• What is needed:
Reproduce the line that contains "I would be grateful for your help identifying the glowing" and every line after it through the end of the records, exactly, with nothing added.

■ ■ ■ ■ ■ ■ ■

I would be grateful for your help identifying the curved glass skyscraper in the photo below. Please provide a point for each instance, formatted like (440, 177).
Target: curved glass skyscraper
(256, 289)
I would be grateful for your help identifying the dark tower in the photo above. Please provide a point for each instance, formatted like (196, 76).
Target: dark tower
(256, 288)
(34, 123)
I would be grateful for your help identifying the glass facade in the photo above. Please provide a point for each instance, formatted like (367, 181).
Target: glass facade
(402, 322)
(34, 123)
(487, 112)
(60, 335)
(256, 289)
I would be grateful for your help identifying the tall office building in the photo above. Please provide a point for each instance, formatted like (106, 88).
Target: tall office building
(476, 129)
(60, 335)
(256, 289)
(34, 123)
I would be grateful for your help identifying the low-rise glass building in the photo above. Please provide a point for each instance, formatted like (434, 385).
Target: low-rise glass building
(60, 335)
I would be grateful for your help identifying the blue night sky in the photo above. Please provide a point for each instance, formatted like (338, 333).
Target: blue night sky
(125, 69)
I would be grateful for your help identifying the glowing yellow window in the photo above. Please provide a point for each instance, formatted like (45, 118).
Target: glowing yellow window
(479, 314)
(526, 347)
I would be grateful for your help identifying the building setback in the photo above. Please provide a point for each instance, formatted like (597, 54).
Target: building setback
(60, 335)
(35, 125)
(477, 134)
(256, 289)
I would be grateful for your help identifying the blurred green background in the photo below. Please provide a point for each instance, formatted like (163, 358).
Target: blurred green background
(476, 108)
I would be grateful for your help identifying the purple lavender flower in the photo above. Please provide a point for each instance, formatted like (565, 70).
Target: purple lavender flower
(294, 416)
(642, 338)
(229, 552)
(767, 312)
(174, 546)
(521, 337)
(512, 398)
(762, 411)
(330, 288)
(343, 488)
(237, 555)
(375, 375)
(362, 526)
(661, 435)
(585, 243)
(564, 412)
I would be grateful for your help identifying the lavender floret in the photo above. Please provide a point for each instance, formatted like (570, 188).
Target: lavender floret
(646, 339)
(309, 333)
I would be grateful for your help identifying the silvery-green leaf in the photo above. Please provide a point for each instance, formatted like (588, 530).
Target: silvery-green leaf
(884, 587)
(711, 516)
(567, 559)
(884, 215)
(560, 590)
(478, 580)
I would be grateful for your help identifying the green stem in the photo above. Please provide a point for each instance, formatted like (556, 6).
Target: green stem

■ ■ ■ ■ ■ ■ ■

• Task response:
I would be grateful for your help identifying the glowing yellow window in the photo above. Please provide a point for each instance, formatted like (45, 118).
Target: glowing yellow window
(479, 314)
(526, 347)
I would be grateful for your help identifying the building setback in the photo above. Please provide a point for each instance, formatted like (597, 54).
Target: building setback
(60, 335)
(35, 125)
(477, 134)
(256, 289)
I would be grateful for your help identifying the blurred green background in the photo below. Please provide a point for each instance, formatted like (163, 358).
Target: blurred green background
(476, 108)
I would be grateful for your help identifying the purple lavender flower in the photo above. Please provide a point for each instance, formatted like (565, 70).
Target: purple lavender flower
(294, 416)
(642, 338)
(229, 552)
(767, 312)
(174, 546)
(521, 337)
(512, 398)
(762, 411)
(330, 288)
(343, 488)
(237, 555)
(375, 375)
(362, 526)
(661, 435)
(585, 243)
(564, 412)
I would be grateful for your help identifying the lavender floret in the photo above. Please provide a point for each instance, formatted like (570, 188).
Target: lavender floret
(646, 339)
(309, 333)
I would be grateful for your help identifying the silvery-green leaf in the photo above. Please provide a point for each instance, formatted like (588, 530).
Target: silvery-green leaf
(884, 587)
(711, 516)
(567, 559)
(884, 215)
(560, 590)
(478, 580)
I would be grateful for your help identifying the green stem in the photo above. Please provide a point for each instance, formatted like (556, 6).
Target: green stem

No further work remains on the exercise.